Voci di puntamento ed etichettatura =

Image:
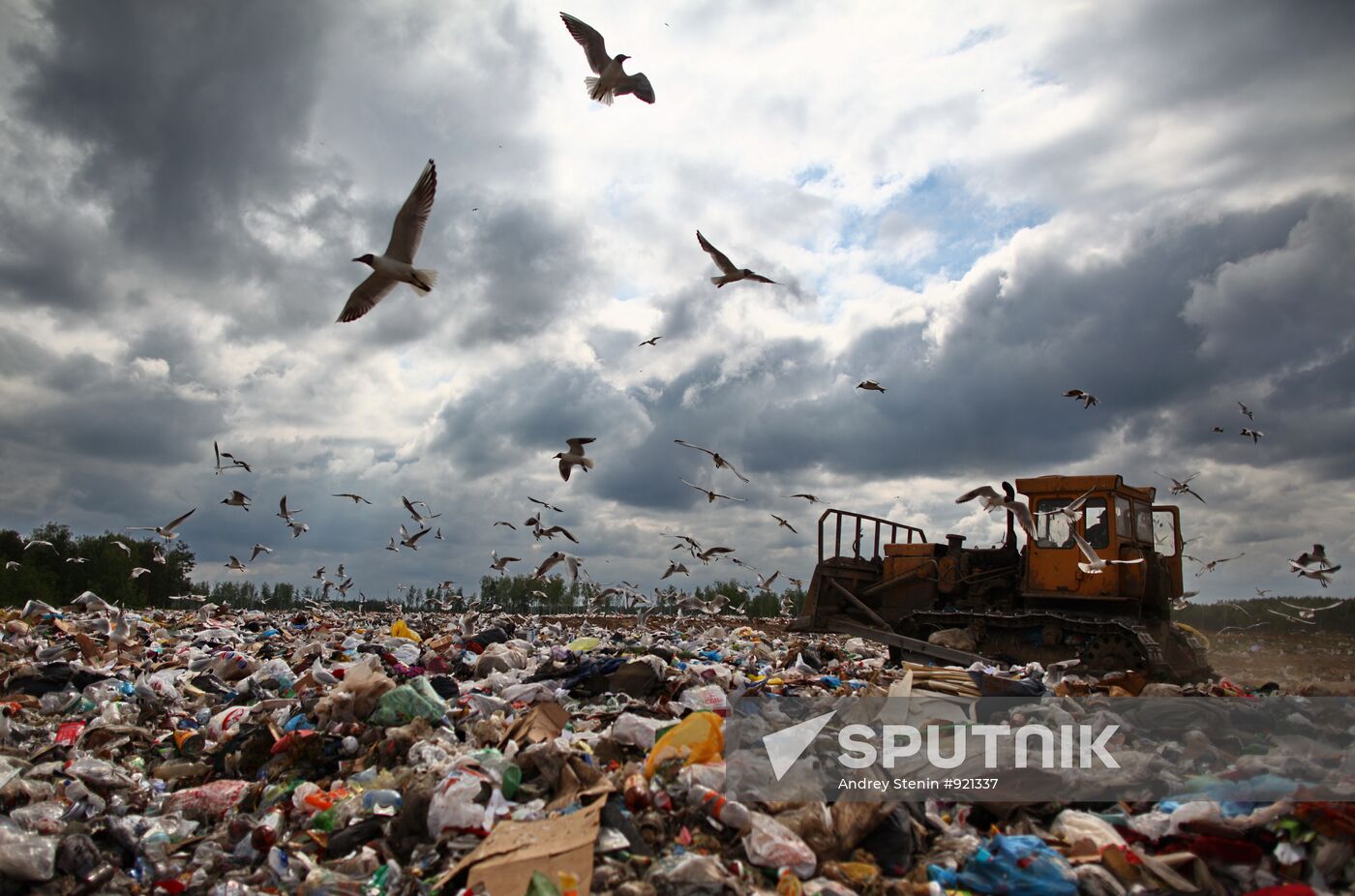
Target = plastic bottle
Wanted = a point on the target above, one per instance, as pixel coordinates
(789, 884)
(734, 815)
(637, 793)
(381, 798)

==

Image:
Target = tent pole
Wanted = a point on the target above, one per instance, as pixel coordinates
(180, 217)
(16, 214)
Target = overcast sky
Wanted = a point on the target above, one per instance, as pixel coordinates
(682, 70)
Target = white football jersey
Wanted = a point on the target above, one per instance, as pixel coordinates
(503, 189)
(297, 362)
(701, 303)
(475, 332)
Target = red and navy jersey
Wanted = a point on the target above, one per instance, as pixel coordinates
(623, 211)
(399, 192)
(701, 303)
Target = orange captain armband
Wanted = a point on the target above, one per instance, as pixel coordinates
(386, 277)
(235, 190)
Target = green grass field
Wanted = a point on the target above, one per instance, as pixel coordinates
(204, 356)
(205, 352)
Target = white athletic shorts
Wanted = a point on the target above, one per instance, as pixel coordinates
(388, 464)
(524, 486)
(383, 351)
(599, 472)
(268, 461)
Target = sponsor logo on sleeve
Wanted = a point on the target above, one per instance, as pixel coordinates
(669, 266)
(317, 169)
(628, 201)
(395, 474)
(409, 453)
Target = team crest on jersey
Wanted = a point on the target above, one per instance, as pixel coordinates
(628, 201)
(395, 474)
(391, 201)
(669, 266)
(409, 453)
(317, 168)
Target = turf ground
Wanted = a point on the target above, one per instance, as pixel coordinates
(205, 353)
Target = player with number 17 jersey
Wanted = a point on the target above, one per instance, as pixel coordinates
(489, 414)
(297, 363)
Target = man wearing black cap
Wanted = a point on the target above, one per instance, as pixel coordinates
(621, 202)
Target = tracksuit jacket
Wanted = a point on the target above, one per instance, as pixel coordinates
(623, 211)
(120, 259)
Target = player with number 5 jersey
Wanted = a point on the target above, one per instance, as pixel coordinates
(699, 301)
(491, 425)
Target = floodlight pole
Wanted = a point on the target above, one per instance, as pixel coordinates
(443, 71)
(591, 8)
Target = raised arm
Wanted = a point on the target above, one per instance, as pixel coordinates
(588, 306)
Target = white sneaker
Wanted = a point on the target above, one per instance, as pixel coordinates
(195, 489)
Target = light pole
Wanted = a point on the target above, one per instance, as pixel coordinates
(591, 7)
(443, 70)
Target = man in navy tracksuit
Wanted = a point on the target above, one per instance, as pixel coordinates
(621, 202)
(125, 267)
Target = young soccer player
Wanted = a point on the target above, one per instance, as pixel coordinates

RICHIESTA SCRITTA =
Conti le righe dell'elenco in cui compare la stringa "pole" e ne indichi soltanto il numero.

RISULTATO DEL COMPITO =
3